§ **ЗАДАНИЕ**: Перепишите дословно фрагмент приведённого ниже текста о миграции, начиная со слов «Второй путь –» и вплоть до слов «многом насильственной ассимиляцией.» включительно.

§ **ИСХОДНЫЙ ТЕКСТ**:
Второй путь – освоение территорий. И вновь – и США, и Россия проходили этот путь, и прошли его во многом удачно. Освоение Дикого Запада и Сибири с Дальним Востоком по своему масштабу были довольно близки, хотя существенно отличались между собой в плане отношения к коренному населению. В России коренное новых территорий население при всех издержках включалось в состав российского народа, для Америки была более характерна сегрегация с последующим истреблением коренного населения и его во многом насильственной ассимиляцией.
Оба эти пути имеют ряд существенных ограничений, не являются панацеей, но по крайней мере, обладают интеграционным потенциалом превращения разных народов с относительно гомогенную общность, объединяя её языком, общими традициями и этическими нормами. Идущие вне индустриализации и освоения территорий миграционные процессы, как показывает опыт современной Европы, Юга США, современной России ведут к возникновению гетерогенного общества, состоящего из не совмещающихся между собой культур, живущих обособленно на одной территории. Характерным следствием таких процессов является рост ксенофобии у всех национальных и культурных групп такого гетерогенного общества, создание специфических анклавов («Чайна-таунов» и мест компактного проживания не желающих не только интегрироваться, но даже адаптироваться в жизнь страны пребывания людей).
Пока развитие страны идет именно по пути гетерогенизации – пришельцы извне в силу различных причин, и в первую очередь в связи с качеством проводимой государственной политики, не интегрируются в наше общество. Растет социальная напряжённость, вызванная этим фактором. Причём враждебность нарастает с обеих сторон – мигранты, рассчитывая на укоренение в России, испытывают оптимистические надежды в начале своего пути «сюда», которые очень быстро разбиваются о тот факт, что им здесь не рады.

§ **ИСХОДНЫЕ ДАННЫЕ**:
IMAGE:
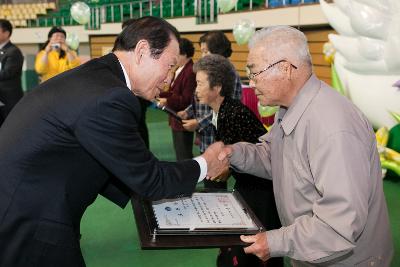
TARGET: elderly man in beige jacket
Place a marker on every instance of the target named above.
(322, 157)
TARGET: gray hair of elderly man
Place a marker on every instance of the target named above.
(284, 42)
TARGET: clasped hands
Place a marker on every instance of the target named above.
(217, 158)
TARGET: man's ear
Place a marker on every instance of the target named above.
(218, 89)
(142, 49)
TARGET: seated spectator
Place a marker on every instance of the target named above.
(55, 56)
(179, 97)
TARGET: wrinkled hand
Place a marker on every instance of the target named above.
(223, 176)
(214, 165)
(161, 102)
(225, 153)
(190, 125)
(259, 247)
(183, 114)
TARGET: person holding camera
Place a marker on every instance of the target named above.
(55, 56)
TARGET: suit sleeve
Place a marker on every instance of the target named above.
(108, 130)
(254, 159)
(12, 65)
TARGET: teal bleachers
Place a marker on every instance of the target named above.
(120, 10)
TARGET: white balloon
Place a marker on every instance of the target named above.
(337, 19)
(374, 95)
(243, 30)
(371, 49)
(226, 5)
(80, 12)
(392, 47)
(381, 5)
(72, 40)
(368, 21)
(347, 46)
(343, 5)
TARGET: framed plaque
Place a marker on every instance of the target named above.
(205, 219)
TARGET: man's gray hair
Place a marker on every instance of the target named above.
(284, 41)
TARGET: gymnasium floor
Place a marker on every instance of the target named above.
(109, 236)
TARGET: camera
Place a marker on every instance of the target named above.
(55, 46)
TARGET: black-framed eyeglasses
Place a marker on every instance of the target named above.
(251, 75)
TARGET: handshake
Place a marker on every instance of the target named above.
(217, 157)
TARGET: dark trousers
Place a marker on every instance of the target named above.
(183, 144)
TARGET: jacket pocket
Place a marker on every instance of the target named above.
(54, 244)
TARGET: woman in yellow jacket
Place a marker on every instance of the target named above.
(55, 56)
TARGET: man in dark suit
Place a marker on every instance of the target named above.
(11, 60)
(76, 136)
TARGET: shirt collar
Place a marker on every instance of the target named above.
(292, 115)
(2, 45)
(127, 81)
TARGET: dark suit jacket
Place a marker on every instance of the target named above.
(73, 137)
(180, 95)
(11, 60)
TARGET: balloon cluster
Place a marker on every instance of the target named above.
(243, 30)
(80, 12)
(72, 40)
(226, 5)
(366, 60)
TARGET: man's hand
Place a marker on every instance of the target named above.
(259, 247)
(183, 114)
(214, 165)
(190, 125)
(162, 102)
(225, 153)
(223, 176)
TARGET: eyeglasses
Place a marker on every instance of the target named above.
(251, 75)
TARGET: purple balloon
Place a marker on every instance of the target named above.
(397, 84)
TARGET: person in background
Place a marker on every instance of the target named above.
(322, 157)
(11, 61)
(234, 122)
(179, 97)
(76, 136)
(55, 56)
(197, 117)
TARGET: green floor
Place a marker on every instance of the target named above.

...

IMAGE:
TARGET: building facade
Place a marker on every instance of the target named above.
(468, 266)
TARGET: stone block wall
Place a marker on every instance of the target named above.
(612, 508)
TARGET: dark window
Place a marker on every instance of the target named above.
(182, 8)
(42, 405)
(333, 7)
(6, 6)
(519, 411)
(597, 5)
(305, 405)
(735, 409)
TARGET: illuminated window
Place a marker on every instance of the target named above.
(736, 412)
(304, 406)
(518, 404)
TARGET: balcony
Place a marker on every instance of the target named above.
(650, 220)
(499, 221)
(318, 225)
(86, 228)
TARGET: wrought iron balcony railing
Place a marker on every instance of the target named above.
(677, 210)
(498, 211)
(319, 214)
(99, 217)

§ **ОТВЕТ**:
Второй путь – освоение территорий. И вновь – и США, и Россия проходили этот путь, и прошли его во многом удачно. Освоение Дикого Запада и Сибири с Дальним Востоком по своему масштабу были довольно близки, хотя существенно отличались между собой в плане отношения к коренному населению. В России коренное новых территорий население при всех издержках включалось в состав российского народа, для Америки была более характерна сегрегация с последующим истреблением коренного населения и его во многом насильственной ассимиляцией.